Required tasks:
1. In the review of the picture book about Chinese instruments, what is Jiang's profession?
2. Name every traditional Chinese instrument mentioned by name in the review of the picture book about Chinese instruments.
3. Rewrite the review of the picture book about Chinese instruments from "Jiang, a composer, presents" to "classical Chinese music.", putting "songwriter" in place of "composer".

[Start Quoted text]

From the booming paigu to the delicate strings of the ruan, the lutelike pipa and the yangqin, or hammered “butterfly harp,”...



Thirteen young musicians of diverse ethnic background ready themselves to play their traditional Chinese instruments on stage in this informative and gracefully illustrated twin debut.

Jiang, a composer, presents upbeat, free-verse poems in the children’s voices about their instruments or their mental states: “When I tune my erhu, / I only need to listen to / Two strings. So easy!” These are paired to sidebar historical and descriptive notes, associated legends and characterizations of the distinctive sounds each instrument makes. Chu’s illustrations are rendered in clearly drawn lines and soft, harmonious colors. They depict each musician in turn playing his or her instrument in rehearsals or solo performances with, often, imagined natural landscapes, animals or mythical beasts floating behind. The preparation culminates in a concert seen in an elevated view of orchestra and audience, followed by a final lineup to take a bow beneath a closing note on characteristics of classical Chinese music.

[End Quoted text]
[Start Record extracts]

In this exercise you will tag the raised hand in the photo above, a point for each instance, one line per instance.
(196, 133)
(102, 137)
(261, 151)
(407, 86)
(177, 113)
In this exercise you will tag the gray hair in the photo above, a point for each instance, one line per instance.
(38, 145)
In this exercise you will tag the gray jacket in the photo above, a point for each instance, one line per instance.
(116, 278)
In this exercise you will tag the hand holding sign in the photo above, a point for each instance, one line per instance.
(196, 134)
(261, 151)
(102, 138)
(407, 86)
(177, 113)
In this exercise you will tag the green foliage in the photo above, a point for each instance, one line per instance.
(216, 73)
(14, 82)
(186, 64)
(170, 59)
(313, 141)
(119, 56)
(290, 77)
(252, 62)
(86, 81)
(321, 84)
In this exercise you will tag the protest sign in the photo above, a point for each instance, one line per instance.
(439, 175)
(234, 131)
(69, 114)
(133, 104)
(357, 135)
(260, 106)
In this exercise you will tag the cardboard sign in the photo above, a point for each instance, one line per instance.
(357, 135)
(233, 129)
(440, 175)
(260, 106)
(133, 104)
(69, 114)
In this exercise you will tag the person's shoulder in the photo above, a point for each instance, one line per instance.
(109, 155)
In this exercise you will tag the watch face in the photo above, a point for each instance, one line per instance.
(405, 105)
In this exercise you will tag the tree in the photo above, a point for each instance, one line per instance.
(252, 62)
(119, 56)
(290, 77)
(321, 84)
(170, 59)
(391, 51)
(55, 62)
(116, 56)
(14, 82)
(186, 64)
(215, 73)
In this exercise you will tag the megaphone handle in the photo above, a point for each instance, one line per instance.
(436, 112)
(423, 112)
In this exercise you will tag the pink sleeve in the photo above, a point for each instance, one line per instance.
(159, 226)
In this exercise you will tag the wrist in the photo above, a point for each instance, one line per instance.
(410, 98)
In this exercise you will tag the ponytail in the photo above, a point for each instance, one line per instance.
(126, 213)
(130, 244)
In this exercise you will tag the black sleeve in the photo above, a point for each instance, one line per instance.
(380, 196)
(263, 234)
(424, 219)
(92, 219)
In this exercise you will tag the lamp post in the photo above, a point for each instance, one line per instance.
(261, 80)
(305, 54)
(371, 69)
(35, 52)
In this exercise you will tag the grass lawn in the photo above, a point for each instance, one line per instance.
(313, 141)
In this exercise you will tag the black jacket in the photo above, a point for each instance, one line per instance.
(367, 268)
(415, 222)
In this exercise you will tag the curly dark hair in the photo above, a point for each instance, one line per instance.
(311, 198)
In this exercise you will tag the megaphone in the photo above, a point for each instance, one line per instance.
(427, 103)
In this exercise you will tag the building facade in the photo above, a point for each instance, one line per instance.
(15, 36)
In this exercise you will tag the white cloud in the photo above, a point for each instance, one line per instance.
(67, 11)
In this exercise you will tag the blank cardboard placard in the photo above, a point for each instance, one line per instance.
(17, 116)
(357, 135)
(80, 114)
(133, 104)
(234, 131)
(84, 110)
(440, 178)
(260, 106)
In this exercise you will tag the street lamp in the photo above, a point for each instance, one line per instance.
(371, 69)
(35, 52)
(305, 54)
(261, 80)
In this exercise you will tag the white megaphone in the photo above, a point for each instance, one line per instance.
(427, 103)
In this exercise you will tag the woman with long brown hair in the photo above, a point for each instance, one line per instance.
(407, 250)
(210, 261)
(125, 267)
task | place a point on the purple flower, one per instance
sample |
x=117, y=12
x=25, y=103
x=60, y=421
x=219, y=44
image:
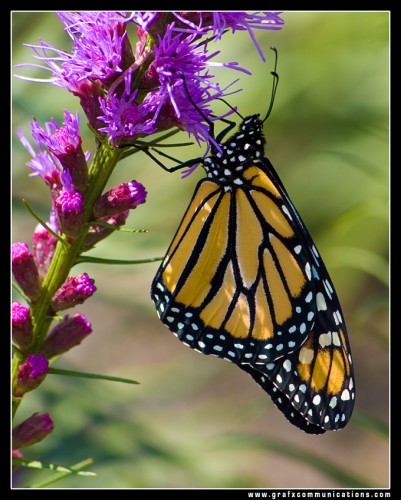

[End Record extracts]

Problem solutions:
1. Jiang is a composer.

2. paigu, ruan, pipa, yangqin, erhu

3.
Jiang, a songwriter, presents upbeat, free-verse poems in the children’s voices about their instruments or their mental states: “When I tune my erhu, / I only need to listen to / Two strings. So easy!” These are paired to sidebar historical and descriptive notes, associated legends and characterizations of the distinctive sounds each instrument makes. Chu’s illustrations are rendered in clearly drawn lines and soft, harmonious colors. They depict each musician in turn playing his or her instrument in rehearsals or solo performances with, often, imagined natural landscapes, animals or mythical beasts floating behind. The preparation culminates in a concert seen in an elevated view of orchestra and audience, followed by a final lineup to take a bow beneath a closing note on characteristics of classical Chinese music.